**Selected excerpt**.

J.D. Drew, who had minor surgery on his left shoulder last Thursday, should be able to take part in spring training without missing any time. The procedure was done to help alleviate the inflammation he was experiencing in the second half of the season.
The 34-year-old Red Sox right fielder spoke with WEEI’s Rob Bradford over the weekend: “I got that [cortisone] injection right before the playoffs, which helped a little bit but didn’t help a whole lot,” Drew told Bradford from his Georgia home. “Then I went into the offseason and the last couple of weeks it’s just been wearing me out. Nagging, achy, and every time I reach across to grab something it was really weak. So I flew into Boston Wednesday to get an MRI to see what was going on.”

**Data for review**.
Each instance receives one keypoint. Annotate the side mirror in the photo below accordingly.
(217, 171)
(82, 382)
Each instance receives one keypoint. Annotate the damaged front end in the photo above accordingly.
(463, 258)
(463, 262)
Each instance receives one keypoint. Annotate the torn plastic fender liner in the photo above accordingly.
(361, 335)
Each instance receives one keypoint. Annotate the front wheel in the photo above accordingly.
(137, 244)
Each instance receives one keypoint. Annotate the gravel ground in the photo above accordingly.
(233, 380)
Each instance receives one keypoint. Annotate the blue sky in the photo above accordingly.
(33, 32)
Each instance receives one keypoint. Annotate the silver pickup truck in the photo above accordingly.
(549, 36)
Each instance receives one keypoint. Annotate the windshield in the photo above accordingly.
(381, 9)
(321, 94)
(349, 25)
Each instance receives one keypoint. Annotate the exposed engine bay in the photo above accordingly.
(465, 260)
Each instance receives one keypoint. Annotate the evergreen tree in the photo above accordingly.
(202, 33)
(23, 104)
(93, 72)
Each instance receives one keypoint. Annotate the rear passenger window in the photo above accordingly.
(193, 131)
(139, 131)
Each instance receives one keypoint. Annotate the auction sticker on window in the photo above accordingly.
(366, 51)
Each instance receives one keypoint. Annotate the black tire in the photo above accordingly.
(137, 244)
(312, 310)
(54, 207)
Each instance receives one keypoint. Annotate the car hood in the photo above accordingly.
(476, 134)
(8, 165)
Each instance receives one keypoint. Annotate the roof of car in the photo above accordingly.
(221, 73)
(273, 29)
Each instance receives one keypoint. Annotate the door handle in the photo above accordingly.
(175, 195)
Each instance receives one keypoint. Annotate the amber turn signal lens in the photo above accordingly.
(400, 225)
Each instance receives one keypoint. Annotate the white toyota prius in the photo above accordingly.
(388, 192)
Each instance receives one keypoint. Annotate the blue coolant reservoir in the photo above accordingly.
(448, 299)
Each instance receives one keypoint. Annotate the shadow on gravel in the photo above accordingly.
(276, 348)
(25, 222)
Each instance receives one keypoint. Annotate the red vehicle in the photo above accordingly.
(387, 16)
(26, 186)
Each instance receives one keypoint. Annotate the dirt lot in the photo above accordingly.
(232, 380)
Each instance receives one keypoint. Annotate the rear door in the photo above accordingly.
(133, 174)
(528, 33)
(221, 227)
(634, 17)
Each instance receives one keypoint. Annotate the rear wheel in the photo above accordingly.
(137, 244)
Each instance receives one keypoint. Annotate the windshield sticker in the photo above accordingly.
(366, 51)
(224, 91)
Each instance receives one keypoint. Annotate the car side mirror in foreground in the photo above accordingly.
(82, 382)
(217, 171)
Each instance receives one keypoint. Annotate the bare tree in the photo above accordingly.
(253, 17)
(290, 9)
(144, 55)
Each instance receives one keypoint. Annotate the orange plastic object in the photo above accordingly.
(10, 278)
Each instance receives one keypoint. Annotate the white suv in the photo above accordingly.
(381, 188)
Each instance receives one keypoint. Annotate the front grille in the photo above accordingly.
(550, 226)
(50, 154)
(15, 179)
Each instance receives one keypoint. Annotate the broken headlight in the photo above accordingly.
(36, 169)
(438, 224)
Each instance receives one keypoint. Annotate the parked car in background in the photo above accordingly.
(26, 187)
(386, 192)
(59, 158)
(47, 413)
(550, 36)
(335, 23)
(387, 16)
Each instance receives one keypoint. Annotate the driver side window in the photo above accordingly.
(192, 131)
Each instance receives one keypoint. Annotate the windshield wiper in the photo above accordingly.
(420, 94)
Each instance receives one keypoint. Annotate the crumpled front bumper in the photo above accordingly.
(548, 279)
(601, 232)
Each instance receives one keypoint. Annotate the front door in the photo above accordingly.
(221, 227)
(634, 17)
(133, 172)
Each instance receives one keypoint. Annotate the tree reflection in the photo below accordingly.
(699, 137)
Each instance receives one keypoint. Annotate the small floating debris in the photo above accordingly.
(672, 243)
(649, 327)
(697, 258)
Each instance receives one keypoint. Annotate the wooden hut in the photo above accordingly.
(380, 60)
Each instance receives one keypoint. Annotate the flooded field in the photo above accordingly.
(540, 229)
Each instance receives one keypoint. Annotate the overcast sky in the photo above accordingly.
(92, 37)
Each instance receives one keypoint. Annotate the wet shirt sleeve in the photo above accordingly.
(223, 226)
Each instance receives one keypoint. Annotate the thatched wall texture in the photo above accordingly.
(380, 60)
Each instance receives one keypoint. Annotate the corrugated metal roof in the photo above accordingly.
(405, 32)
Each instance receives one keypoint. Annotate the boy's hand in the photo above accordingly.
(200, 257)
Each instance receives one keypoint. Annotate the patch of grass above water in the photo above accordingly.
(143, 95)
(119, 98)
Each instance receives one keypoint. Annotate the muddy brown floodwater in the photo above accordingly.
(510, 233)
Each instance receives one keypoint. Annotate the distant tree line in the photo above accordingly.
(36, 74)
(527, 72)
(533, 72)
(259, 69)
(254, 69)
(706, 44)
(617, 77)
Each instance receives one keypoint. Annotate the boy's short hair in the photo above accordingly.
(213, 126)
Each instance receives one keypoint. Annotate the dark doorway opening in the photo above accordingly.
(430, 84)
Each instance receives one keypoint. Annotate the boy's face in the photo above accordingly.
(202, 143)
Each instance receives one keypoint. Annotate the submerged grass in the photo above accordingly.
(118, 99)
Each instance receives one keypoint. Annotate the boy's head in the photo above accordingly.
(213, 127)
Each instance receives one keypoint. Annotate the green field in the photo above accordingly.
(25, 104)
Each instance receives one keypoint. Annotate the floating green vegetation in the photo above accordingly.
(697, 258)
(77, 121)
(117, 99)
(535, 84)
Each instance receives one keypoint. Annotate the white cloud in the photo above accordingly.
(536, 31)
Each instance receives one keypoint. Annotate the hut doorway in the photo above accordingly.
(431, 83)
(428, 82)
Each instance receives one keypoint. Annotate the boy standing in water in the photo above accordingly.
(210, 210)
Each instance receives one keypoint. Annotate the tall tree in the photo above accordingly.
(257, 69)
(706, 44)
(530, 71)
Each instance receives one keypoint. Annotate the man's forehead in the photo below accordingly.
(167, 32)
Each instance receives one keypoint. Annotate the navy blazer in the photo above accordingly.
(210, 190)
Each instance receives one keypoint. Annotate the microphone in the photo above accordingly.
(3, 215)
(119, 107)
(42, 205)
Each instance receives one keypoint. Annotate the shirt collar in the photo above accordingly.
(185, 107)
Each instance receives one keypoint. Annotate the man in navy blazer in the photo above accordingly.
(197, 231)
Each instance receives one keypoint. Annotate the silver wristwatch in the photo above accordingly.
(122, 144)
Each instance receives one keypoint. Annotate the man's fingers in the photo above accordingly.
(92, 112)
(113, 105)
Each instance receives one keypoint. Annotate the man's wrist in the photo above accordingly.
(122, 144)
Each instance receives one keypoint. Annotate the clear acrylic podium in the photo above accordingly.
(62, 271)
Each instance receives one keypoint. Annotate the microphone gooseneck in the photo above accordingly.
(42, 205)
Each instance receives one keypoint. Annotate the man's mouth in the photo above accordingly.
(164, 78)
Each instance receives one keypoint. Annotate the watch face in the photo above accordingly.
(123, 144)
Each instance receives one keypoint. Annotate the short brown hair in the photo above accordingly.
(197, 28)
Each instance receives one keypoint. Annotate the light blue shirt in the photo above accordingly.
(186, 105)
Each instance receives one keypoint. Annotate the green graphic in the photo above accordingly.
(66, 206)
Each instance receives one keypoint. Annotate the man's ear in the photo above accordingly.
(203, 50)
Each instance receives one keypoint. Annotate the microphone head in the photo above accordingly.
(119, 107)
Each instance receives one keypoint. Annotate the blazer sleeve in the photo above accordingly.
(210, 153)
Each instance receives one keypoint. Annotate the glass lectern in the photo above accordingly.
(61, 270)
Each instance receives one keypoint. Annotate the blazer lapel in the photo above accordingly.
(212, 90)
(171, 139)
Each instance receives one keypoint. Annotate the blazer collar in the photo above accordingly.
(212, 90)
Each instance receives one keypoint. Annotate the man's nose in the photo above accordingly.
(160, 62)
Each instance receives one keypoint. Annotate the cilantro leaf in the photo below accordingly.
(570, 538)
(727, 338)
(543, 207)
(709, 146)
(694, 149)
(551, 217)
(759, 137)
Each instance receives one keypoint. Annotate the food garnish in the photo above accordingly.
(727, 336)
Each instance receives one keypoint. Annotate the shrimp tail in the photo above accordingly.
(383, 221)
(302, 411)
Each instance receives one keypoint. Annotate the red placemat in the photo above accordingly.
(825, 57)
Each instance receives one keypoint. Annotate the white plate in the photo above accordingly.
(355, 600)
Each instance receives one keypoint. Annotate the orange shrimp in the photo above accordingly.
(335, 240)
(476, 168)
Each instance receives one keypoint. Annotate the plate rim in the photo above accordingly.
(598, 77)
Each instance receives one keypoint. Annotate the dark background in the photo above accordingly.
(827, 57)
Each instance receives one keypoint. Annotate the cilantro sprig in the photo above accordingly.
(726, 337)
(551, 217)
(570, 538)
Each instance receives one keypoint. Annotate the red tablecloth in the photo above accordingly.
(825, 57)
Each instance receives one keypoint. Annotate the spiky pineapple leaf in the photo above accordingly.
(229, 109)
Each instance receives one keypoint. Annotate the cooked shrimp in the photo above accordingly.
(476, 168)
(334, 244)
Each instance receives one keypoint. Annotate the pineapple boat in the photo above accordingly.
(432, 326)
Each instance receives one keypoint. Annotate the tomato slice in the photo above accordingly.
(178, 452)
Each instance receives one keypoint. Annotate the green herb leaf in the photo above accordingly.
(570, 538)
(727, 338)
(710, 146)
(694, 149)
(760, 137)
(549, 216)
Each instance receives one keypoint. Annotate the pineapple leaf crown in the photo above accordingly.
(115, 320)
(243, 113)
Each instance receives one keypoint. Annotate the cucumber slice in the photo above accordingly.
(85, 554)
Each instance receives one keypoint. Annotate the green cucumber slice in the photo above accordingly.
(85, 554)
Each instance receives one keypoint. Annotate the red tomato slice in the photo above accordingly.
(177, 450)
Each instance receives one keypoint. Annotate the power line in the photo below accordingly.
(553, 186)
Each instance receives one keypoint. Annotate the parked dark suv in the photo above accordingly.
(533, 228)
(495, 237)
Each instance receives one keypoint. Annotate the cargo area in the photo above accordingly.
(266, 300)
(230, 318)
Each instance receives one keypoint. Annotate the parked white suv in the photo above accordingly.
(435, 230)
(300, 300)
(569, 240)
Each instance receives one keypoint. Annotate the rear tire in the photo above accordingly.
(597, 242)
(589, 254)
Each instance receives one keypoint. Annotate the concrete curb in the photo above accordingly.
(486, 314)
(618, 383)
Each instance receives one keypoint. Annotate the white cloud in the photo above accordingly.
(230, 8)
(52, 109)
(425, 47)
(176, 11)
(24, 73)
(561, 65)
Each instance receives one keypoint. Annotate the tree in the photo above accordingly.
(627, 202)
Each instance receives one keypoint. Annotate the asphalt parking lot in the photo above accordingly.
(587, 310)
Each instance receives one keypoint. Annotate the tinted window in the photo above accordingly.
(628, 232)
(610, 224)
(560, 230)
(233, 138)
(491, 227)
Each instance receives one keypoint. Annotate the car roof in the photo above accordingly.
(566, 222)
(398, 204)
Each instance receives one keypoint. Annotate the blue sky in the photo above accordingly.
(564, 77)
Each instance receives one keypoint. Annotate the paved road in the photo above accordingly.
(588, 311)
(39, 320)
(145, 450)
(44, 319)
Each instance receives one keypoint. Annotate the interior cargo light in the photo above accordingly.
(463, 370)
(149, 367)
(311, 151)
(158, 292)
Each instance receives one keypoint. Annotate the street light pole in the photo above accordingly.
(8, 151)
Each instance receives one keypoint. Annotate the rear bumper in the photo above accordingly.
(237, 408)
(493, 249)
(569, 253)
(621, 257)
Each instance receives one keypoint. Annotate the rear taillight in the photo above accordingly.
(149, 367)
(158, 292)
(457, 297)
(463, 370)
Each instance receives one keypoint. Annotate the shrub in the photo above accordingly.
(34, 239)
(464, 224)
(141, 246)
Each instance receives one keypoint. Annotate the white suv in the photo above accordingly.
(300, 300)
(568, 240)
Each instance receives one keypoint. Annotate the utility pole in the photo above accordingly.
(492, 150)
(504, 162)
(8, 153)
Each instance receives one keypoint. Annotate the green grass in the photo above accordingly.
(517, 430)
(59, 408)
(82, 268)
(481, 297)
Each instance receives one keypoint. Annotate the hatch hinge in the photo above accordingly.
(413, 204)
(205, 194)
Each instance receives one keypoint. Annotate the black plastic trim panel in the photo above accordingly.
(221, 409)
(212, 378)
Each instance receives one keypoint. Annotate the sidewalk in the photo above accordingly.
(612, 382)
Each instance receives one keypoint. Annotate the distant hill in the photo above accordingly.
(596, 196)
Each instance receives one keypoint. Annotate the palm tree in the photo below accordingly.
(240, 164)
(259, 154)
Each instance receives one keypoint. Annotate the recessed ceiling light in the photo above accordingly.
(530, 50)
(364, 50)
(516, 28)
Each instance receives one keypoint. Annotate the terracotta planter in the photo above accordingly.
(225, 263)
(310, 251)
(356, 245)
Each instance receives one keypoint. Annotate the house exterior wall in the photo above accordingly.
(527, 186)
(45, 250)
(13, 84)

**Your objective**. Please duplicate the passage about J.D. Drew's shoulder word for word, from "J.D. Drew, who" to "of the season.". The records are separate material and do not relate to the text.

**Answer to this exercise**.
J.D. Drew, who had minor surgery on his left shoulder last Thursday, should be able to take part in spring training without missing any time. The procedure was done to help alleviate the inflammation he was experiencing in the second half of the season.